Scale up the stretch from the line containing "Where can you find the bokeh" through the last of the lines below, and return only those lines. Copy the requests unchanged, multiply every coordinate in the answers by 1.6, and round each result to a whole number, with halves rounded up.

%%

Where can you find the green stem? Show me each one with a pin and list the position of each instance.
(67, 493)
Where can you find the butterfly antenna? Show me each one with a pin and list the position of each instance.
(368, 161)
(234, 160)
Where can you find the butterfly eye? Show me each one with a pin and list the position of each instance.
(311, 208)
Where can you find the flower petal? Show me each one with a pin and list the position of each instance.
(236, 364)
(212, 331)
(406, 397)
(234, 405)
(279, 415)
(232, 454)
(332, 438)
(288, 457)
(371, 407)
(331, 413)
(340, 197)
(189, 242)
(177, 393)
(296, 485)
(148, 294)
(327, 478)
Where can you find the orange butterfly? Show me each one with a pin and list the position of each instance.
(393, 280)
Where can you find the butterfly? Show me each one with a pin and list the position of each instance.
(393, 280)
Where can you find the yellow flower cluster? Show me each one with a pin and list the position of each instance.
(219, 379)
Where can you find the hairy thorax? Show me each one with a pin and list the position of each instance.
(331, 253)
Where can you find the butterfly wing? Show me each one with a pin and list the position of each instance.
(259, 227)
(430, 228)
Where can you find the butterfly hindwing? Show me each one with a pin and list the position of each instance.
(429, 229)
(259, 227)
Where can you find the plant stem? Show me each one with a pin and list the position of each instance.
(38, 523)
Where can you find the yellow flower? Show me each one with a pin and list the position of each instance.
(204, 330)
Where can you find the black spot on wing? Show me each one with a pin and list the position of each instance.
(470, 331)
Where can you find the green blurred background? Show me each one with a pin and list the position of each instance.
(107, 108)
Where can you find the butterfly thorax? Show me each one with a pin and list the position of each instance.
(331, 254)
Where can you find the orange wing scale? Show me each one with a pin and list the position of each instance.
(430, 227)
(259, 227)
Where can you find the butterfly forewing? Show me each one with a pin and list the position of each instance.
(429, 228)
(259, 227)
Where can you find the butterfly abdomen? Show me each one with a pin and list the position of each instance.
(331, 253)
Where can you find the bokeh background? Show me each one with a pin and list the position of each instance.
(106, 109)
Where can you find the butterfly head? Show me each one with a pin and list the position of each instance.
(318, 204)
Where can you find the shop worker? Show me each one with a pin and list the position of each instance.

%%

- THE COMPLETED TASK -
Where can you find the bokeh background? Show me each one with a pin and list the position of each instance.
(170, 174)
Where can you find the butterfly head? Show me each one with a pin and list the position of each instance.
(509, 326)
Where can you find the shop worker? Show me each one with a pin and list the position of each instance.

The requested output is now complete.